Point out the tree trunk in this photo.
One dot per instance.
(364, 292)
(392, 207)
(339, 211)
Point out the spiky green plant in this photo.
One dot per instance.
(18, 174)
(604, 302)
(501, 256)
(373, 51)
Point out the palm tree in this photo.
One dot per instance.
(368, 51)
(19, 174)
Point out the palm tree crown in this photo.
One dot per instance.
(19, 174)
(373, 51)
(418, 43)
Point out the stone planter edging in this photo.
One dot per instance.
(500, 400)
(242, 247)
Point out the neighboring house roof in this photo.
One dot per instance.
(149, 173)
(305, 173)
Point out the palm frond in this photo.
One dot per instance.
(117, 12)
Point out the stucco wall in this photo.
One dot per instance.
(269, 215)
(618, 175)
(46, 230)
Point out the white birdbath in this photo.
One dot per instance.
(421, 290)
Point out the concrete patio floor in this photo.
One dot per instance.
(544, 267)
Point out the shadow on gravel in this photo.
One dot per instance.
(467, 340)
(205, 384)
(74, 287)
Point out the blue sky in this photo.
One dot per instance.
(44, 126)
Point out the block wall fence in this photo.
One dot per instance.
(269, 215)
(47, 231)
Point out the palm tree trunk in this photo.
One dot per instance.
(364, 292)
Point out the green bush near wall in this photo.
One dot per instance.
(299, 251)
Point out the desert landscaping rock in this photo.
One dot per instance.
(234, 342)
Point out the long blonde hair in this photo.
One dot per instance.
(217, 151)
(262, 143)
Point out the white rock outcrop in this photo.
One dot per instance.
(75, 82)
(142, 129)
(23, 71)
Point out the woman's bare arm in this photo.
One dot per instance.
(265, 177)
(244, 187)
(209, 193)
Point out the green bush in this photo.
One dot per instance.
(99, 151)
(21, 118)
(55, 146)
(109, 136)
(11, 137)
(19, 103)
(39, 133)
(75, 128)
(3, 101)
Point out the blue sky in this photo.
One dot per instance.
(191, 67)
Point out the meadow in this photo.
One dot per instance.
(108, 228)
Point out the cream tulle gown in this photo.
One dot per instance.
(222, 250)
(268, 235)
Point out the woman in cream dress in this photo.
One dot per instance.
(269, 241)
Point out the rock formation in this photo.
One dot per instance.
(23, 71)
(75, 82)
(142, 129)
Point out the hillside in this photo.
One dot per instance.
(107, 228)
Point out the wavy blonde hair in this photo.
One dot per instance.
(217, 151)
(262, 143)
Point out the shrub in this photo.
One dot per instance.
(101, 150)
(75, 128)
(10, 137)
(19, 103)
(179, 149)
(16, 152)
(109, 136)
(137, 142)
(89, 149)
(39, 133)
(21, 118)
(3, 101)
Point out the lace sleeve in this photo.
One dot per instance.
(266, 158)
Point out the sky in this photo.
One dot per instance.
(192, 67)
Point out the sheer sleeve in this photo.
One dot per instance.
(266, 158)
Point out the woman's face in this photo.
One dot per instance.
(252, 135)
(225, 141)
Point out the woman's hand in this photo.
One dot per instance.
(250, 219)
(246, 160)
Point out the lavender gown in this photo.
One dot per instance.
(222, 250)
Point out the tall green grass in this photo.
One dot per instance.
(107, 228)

Exercise requirements:
Rewrite every line of the entries above as a numbered list, skipping any blank lines.

Written answer:
1. Point out the tree trunk in this photo.
2. One dot per instance.
3. (364, 292)
4. (392, 207)
5. (339, 211)
6. Point out the spiky green plant in this photo.
7. One dot per instance.
8. (18, 174)
9. (604, 302)
10. (501, 256)
11. (373, 51)
12. Point out the palm tree in this photo.
13. One dot per instance.
14. (368, 51)
15. (19, 174)
16. Point out the palm tree crown in this photo.
17. One dot per instance.
18. (19, 174)
19. (373, 51)
20. (418, 43)
21. Point out the stone planter edging in this photo.
22. One dot per instance.
23. (500, 400)
24. (242, 247)
25. Point out the neighboring house roof in this photo.
26. One dot per instance.
27. (149, 173)
28. (305, 173)
29. Point out the palm frond in this photo.
30. One dot per instance.
31. (117, 12)
32. Point out the stucco wall in this photo.
33. One dot per instance.
34. (269, 215)
35. (618, 175)
36. (46, 230)
37. Point out the white birdbath in this photo.
38. One dot per instance.
39. (421, 290)
40. Point out the concrete patio floor in this photo.
41. One dot per instance.
42. (544, 267)
43. Point out the shadow on gravel in this photo.
44. One dot per instance.
45. (467, 340)
46. (205, 384)
47. (74, 287)
48. Point out the blue sky in this photo.
49. One dot per instance.
50. (44, 126)
51. Point out the block wall fence in this photo.
52. One dot per instance.
53. (269, 215)
54. (47, 231)
55. Point out the palm tree trunk in this photo.
56. One dot per instance.
57. (364, 292)
58. Point out the green bush near wall in this photo.
59. One dot per instance.
60. (299, 251)
61. Point out the desert landscaping rock in this photo.
62. One dot per instance.
63. (234, 342)
64. Point out the long blonde hair in this photo.
65. One dot per instance.
66. (217, 151)
67. (262, 143)
68. Point out the white rock outcrop in this photo.
69. One dot per instance.
70. (75, 82)
71. (142, 129)
72. (23, 71)
73. Point out the woman's bare arm in this photo.
74. One dot per instance.
75. (265, 177)
76. (244, 187)
77. (209, 193)
78. Point out the green bush in this photo.
79. One dot per instance.
80. (99, 151)
81. (21, 118)
82. (55, 146)
83. (109, 136)
84. (11, 137)
85. (19, 103)
86. (39, 133)
87. (75, 128)
88. (3, 101)
89. Point out the blue sky in this photo.
90. One dot per instance.
91. (191, 67)
92. Point out the meadow in this photo.
93. One dot per instance.
94. (108, 228)
95. Point out the cream tulle gown in this photo.
96. One dot per instance.
97. (222, 250)
98. (268, 235)
99. Point out the woman in cream dress in this photo.
100. One dot per instance.
101. (269, 241)
102. Point out the rock formation in this photo.
103. One dot per instance.
104. (23, 71)
105. (75, 82)
106. (142, 129)
107. Point out the hillside in this photo.
108. One dot per instance.
109. (107, 228)
110. Point out the wavy blonde hair in this photo.
111. One dot per instance.
112. (217, 151)
113. (262, 143)
114. Point out the shrub in this photo.
115. One dot per instance.
116. (101, 150)
117. (75, 128)
118. (10, 137)
119. (19, 103)
120. (179, 149)
121. (16, 152)
122. (109, 136)
123. (137, 142)
124. (89, 149)
125. (39, 133)
126. (21, 118)
127. (3, 101)
128. Point out the lace sleeve in this photo.
129. One dot per instance.
130. (266, 158)
131. Point out the sky in this photo.
132. One dot per instance.
133. (192, 67)
134. Point out the sheer sleeve in this photo.
135. One dot per instance.
136. (266, 158)
137. Point out the woman's face in this photo.
138. One dot per instance.
139. (252, 135)
140. (225, 141)
141. Point out the woman's hand in this photo.
142. One dot per instance.
143. (250, 219)
144. (246, 160)
145. Point out the lavender gown in this photo.
146. One dot per instance.
147. (222, 250)
148. Point out the tall green grass in this photo.
149. One dot per instance.
150. (107, 228)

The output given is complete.